*Lista de tareas*.
a) Indica si cada afirmación coincide con el texto sobre Joaquim Mir y justifica cada respuesta con las palabras exactas del texto: (i) la retrospectiva de Caixafòrum se puede ver hasta el 26 de diciembre; (ii) Mir llegó a ser el artista catalán vivo más cotizado en la década de 1920; (iii) la crisis mental de Mir coincidió con sus estancias en Mallorca y Tarragona.
b) Prosigue el texto sobre Joaquim Mir a partir de su última frase.

*Extracto del documento*.
□ □ □ □ □ □ □
Joaquim Mir, pintor de genio y locura
Dentro de la llamada "pintura catalana" hay pocos artistas que resistan una revisión completa; casi nadie mantiene un pulso de originalidad y excelencia hasta el final. Joaquim Mir (1873-1940) no es ninguna excepción, tal como puede comprobarse en la retrospectiva que hasta el 26 de diciembre le dedica Caixafòrum, de la que es comisario Francesc Miralles, autor de los imprescindibles volúmenes del siglo XX de la Història de l'Art Català (Edicions 62).
El artista realizó sus mejores obras durante su trágica crisis mental.
A pesar de haber localizado 12 piezas inéditas y de que se expongan por primera vez en Barcelona otras 46, la antológica, presentada como "la muestra más rigurosa que se ha organizado nunca de la obra del artista barcelonés", no acaba de adquirir el alardeado nivel de excelencia que promete su marketing. La iniciativa, parecida a la que ya se hizo de Anglada Camarasa, plantea la eterna duda de si hay que presentar un artista a plena luz, con todas sus contradicciones, o bien cribar tan sólo lo mejor.
Mir es un gran hito del arte catalán, pero su genialidad está trágicamente ligada a la locura en el periodo comprendido entre 1902 y 1910, coincidiendo con sus estancias en Mallorca y Tarragona. Antes de su enfermedad, fue un pintor de garra, bien orientado y correcto, y luego, superada su crisis mental, fue un artista lleno de jovialidad y simpatía, pero con una producción cada vez más convencional, un hecho que coincidiría con la ascendente aceptación de su pintura por parte de público y coleccionistas hasta llegar a ser, en la década de 1930, el artista catalán vivo más cotizado.
□ □ □ □ □ □ □
*Entradas proporcionadas*.
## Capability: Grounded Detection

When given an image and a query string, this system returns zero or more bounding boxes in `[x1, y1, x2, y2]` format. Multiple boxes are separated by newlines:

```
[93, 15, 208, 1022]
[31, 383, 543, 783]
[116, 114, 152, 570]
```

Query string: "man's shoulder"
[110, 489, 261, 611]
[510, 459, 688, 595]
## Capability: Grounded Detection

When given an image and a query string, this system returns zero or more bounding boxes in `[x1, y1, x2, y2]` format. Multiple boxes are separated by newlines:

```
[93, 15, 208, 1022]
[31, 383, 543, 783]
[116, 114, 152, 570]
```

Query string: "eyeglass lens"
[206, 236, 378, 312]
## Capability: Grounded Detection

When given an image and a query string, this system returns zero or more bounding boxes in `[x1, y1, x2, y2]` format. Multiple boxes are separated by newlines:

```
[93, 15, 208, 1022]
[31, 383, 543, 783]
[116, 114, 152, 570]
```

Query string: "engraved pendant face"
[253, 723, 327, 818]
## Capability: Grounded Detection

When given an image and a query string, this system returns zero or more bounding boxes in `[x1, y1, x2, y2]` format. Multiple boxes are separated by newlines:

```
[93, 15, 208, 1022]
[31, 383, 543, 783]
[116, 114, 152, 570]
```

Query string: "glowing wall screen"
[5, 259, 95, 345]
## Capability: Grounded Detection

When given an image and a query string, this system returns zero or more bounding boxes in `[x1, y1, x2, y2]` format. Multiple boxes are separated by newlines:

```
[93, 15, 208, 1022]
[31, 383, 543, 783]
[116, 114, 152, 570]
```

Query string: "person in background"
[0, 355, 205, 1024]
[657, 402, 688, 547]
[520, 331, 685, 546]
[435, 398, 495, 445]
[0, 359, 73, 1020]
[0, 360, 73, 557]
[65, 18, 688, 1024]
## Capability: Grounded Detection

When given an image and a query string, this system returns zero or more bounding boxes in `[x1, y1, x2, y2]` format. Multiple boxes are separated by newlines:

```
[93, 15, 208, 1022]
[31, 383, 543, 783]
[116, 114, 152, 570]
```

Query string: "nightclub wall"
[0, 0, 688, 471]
□ □ □ □ □ □ □
*Respuestas del ejercicio*.
a)
(i) Sí: "hasta el 26 de diciembre le dedica Caixafòrum".
(ii) No: "en la década de 1930, el artista catalán vivo más cotizado".
(iii) Sí: "entre 1902 y 1910, coincidiendo con sus estancias en Mallorca y Tarragona".

b)
La exposición arranca con obras impactantes y poco conocidas, como El venedor de taronges junto a L'hort de rector y L'hort de l'ermita. La fantástica etapa mallorquina -claramente influida por el pintor simbolista belga Degouve de Nuncques- está presidida por el espléndido L'abim y una de las magníficas versiones de La cala encantada, además de alguna concesión como el prescindible Sóller. Continúa con parte de la decoración de la Casa Trinxet, de Puig i Cadafalch, cuyo derribo a manos de Núñez y Navarro marca uno de los episodios más siniestros del porciolismo. Los fragmentos de tela arrancada y troceada no tienen la categoría de un cuadro, aunque se hayan pagado a precio de oro. Son simples retales de un proyecto decorativo que, descontextualizados, apenas tienen sentido; uno de ellos incluso lleva una firma apócrifa realizada por un restaurador desaprensivo y mercenario.
La brillante etapa de Tarragona también cuenta con piezas espectaculares, como Primavera a l'Aleixar y Vista de l'Aleixar, acompañadas por una serie de pasteles memorables y de las inquietantes figuras de Els cantaires y Les velles. A partir de ahí, la selección decae, paralela a la producción del artista, con subidas y bajadas, atisbos de genialidad, junto a paisajes anodinos que culminan en las vistas de Andorra. Quizá como una intencionada metáfora, la antológica termina con La desferra (1935), una barca abandonada en la playa que a su vez está sola y sin ángel en la última sala, enfrente de la mesa de interpretación. Por suerte, como sucede en L'abim, una de las paredes deja abierto un agujero, estrecho y vertical, y nos brinda la posibilidad de evadir la salida y penetrar en las salas de Tarragona y Mallorca para terminar la exposición en sentido inverso y salir airosos del evento.